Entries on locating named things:
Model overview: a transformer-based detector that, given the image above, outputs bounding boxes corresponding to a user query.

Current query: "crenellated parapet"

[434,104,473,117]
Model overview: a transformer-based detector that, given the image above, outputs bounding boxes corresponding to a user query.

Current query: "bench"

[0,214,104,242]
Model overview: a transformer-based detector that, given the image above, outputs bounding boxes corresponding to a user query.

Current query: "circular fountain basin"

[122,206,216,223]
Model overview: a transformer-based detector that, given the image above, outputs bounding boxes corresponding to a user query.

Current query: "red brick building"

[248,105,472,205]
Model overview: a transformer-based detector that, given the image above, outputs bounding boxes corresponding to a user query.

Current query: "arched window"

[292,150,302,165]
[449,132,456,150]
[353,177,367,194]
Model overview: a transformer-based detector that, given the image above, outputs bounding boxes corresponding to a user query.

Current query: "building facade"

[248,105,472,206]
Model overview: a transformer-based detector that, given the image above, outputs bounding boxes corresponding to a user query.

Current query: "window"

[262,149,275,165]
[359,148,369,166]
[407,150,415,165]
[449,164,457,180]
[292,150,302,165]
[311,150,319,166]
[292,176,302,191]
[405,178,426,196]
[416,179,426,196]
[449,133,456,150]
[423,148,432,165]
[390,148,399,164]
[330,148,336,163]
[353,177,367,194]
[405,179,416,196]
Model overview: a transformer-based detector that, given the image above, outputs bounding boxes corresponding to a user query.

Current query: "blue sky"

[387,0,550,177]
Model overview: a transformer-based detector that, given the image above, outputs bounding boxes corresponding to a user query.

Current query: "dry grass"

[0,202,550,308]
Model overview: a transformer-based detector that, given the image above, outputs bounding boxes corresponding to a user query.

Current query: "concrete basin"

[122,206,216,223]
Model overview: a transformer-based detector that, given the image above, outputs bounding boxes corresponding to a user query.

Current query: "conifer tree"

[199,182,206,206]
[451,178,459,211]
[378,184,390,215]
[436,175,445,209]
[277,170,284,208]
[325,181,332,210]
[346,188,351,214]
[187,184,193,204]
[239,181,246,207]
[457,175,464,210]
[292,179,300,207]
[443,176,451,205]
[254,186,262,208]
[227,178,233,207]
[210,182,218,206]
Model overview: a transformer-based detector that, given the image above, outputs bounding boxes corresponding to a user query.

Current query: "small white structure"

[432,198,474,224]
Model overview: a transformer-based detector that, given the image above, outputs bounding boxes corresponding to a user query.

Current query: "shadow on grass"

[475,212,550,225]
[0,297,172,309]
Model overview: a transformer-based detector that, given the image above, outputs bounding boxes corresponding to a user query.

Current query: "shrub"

[Aim] Rewrite each of the records above, replacing every "Current query" with "Search phrase" and leaving everything else unchanged.

[Expected output]
Model overview: a transformer-based detector that, given the image above, outputs bounding boxes corresponding to a user query.

Search phrase: "crenellated parapet"

[434,104,473,117]
Model overview: a transformer-based detector that, given the image above, outputs bounding boxes corresponding to a user query.

Search phrase: "bench"

[0,214,104,242]
Model overview: a transformer-based detector that, given the image above, outputs bounding boxes corresponding to a user query.

Search phrase: "circular fountain basin"

[122,206,216,223]
Model overview: a transformer-based detector that, given the image above, outputs bounding boxes corresponding to a user query.

Search phrase: "red brick building"

[248,105,472,205]
Model overview: a transformer-based detector that, given the image above, outputs bounding boxes corresponding to a user query.

Search phrase: "arched window"

[292,150,302,165]
[449,132,456,150]
[353,177,367,194]
Model overview: a transformer-based detector that, given the image above, outputs bounding boxes corresponding to a user query.

Search phrase: "building facade"

[248,105,472,206]
Model overview: a transformer-based detector that, given the image above, outputs bounding boxes corresponding to a user query.

Search phrase: "window"

[262,149,275,165]
[359,148,369,166]
[407,150,415,165]
[449,164,457,180]
[292,150,302,165]
[311,150,319,166]
[292,176,302,191]
[405,178,426,196]
[416,179,426,196]
[449,133,456,150]
[423,148,432,165]
[390,148,399,164]
[330,148,336,163]
[353,177,367,194]
[405,179,416,196]
Model overview: a transformer-based detector that, given the image above, outputs bounding boxes corresponding to a user query.

Search phrase: "blue sky"

[387,0,550,177]
Model overview: a transformer-based detector that, given the image above, outputs bounding boxes corresponding to a user query.

Search phrase: "dry grass"

[0,202,550,308]
Model overview: a transformer-based detector that, given the image above, outputs bounding boxes corresponding to a user query.

Search phrase: "concrete basin"

[122,206,216,223]
Model overview: a transformer-based detector that, given the image above, outputs bounding boxes corresponding to a user query.

Search phrase: "conifer tree"

[199,182,206,206]
[451,178,459,211]
[378,184,390,215]
[436,175,445,209]
[277,170,284,208]
[325,181,332,210]
[346,188,351,214]
[187,184,193,204]
[239,181,246,207]
[457,175,464,210]
[292,179,300,207]
[443,176,451,205]
[254,186,262,208]
[227,178,233,207]
[210,182,218,206]
Model overview: a transformer-based detector that, given the image above, outputs bounding boxes corresponding to a user query.

Search phrase: "small white structure"

[432,198,474,224]
Model overview: a transformer-based detector that, given the image above, outputs bounding boxes corresponding to a user query.

Search phrase: "shadow on grass"

[475,212,550,225]
[0,297,172,309]
Model overview: a transformer-based detector that, given the image above, outputs bounding boxes corresponding to a user query.

Search phrase: "shrub"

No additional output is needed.